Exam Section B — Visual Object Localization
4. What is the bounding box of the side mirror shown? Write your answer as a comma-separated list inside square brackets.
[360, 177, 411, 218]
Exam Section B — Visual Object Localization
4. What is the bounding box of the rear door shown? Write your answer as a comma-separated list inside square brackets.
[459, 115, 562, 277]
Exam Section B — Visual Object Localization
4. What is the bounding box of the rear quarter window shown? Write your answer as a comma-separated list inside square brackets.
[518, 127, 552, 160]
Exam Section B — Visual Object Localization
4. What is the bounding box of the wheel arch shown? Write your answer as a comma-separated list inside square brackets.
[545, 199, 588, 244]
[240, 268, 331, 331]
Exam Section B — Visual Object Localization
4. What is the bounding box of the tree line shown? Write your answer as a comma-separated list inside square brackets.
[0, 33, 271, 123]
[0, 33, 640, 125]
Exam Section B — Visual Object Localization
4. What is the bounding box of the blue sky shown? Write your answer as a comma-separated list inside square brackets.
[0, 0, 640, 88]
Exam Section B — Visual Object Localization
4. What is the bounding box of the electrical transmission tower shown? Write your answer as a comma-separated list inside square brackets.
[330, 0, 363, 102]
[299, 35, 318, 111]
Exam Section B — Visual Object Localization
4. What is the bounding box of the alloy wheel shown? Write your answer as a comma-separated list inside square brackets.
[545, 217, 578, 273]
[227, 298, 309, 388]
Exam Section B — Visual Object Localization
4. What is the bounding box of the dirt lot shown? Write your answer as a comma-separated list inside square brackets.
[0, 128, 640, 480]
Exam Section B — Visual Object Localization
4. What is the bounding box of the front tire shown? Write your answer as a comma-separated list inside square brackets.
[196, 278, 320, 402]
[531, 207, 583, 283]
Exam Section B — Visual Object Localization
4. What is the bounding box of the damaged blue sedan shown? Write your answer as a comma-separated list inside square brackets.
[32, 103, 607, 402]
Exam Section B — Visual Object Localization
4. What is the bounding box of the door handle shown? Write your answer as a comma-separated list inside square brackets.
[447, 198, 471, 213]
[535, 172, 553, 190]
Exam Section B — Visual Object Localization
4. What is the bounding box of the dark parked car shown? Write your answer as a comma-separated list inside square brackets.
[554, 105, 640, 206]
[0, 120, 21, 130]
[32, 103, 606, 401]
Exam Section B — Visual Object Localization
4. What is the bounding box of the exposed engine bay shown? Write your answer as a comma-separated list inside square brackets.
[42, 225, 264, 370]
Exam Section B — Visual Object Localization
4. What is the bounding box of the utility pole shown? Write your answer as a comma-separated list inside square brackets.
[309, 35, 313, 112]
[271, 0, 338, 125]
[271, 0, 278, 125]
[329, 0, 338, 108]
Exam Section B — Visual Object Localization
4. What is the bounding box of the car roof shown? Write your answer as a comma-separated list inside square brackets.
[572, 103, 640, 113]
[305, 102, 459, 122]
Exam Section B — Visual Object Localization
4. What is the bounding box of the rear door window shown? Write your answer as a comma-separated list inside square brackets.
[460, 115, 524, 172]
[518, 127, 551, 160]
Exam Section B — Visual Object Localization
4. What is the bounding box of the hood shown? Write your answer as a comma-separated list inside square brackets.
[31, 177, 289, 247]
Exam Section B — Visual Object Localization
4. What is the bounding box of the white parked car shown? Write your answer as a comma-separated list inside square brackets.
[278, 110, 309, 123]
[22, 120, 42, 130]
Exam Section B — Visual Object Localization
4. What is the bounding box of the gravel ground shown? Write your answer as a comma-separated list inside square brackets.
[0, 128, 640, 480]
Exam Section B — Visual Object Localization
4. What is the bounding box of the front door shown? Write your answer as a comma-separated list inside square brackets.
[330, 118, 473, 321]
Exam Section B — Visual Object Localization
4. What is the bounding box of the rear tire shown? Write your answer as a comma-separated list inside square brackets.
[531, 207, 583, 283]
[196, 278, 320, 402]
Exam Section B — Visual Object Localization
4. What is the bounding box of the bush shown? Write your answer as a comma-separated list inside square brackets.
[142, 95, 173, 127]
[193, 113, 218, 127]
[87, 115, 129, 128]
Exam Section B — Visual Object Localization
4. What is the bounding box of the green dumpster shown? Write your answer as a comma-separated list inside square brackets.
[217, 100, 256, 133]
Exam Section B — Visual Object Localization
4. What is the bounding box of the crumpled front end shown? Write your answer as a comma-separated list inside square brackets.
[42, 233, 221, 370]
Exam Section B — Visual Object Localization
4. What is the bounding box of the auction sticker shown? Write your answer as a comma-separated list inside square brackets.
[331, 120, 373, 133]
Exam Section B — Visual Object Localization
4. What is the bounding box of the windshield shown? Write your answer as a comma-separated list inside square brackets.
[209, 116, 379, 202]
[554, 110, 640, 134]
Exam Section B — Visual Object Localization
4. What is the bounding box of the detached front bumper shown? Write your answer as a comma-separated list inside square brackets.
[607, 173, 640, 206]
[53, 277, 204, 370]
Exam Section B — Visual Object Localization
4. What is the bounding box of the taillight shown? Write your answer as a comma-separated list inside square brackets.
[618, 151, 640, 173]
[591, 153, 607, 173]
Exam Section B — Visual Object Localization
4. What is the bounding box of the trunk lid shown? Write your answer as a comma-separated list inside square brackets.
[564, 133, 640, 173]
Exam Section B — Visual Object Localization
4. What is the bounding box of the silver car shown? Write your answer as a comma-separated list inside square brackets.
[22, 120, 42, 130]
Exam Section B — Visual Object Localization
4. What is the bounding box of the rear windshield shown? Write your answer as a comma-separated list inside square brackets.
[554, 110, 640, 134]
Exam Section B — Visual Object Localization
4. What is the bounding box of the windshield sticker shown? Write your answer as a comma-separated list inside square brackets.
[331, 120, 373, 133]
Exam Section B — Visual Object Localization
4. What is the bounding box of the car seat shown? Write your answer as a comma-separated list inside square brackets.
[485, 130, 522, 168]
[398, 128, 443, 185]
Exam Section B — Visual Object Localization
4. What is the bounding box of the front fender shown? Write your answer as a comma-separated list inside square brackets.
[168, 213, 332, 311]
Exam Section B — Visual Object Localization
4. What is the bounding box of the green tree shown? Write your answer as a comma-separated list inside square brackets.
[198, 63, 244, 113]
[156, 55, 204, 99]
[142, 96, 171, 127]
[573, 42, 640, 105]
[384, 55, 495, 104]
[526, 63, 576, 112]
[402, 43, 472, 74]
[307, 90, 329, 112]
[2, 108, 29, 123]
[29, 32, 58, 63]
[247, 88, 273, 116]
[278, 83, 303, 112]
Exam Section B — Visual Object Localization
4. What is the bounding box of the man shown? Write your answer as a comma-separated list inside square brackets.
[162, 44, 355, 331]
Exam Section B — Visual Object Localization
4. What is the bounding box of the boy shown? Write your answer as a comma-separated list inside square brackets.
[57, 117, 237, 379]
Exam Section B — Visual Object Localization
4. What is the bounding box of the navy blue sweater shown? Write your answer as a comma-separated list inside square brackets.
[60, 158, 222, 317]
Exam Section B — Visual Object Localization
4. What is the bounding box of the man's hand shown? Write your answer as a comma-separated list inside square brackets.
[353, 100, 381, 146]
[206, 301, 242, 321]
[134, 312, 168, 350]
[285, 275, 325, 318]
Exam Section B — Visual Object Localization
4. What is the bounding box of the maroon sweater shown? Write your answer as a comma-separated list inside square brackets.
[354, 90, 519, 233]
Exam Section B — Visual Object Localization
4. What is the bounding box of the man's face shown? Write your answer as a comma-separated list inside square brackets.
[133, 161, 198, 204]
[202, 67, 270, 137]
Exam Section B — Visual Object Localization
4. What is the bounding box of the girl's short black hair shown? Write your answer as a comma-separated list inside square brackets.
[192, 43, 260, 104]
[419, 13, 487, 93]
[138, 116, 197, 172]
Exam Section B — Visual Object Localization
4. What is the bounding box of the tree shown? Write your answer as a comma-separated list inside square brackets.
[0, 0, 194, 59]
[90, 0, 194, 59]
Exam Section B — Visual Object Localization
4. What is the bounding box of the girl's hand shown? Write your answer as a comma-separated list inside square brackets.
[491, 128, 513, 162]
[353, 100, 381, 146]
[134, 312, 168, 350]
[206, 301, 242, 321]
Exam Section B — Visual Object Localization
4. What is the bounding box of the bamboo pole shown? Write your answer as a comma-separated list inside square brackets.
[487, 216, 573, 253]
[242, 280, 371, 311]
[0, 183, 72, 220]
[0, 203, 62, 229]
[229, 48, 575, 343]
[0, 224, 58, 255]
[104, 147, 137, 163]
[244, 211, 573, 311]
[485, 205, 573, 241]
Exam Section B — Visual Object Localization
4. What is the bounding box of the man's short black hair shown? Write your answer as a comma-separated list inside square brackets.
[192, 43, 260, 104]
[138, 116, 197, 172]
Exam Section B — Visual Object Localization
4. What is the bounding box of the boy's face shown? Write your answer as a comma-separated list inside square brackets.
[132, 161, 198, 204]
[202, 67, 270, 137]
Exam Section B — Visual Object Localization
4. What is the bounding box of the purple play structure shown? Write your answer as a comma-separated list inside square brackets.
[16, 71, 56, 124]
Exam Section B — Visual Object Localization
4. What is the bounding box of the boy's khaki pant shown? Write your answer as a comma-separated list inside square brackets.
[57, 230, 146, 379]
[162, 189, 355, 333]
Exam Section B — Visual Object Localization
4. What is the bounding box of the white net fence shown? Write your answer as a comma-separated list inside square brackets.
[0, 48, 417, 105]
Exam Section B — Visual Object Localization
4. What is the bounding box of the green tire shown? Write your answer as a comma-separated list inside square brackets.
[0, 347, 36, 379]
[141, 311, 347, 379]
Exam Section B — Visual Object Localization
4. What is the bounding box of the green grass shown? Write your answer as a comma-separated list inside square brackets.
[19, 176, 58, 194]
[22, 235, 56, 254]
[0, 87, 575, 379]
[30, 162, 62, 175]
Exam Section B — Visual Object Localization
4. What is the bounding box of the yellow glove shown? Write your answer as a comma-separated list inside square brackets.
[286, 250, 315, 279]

────────────────────

▶ **Task details**: Copy out the entries above word for word, from the very first line through the line that contains "[299, 35, 318, 111]", with both ends included.

▶ **Exercise response**:
Exam Section B — Visual Object Localization
4. What is the bounding box of the side mirror shown? Write your answer as a comma-separated list inside square brackets.
[360, 177, 411, 218]
Exam Section B — Visual Object Localization
4. What is the bounding box of the rear door shown? Write your answer as a comma-separated list inside square brackets.
[459, 115, 562, 277]
Exam Section B — Visual Object Localization
4. What is the bounding box of the rear quarter window shown? Write your answer as a comma-separated list inside square brackets.
[518, 127, 552, 160]
Exam Section B — Visual Object Localization
4. What is the bounding box of the wheel arch shown? Write your answer as a comma-separated list inside square brackets.
[545, 199, 588, 244]
[240, 268, 331, 331]
Exam Section B — Visual Object Localization
4. What is the bounding box of the tree line shown? Write your answer as a comma-separated list inside square brackets.
[0, 33, 271, 123]
[0, 33, 640, 125]
Exam Section B — Visual Object Localization
4. What is the bounding box of the blue sky shown? Write your answer as a comma-separated list inside square brackets.
[0, 0, 640, 88]
Exam Section B — Visual Object Localization
4. What is the bounding box of the electrical transmission tower shown? Write your answer as a comma-separated list inside square brackets.
[330, 0, 363, 102]
[299, 35, 318, 111]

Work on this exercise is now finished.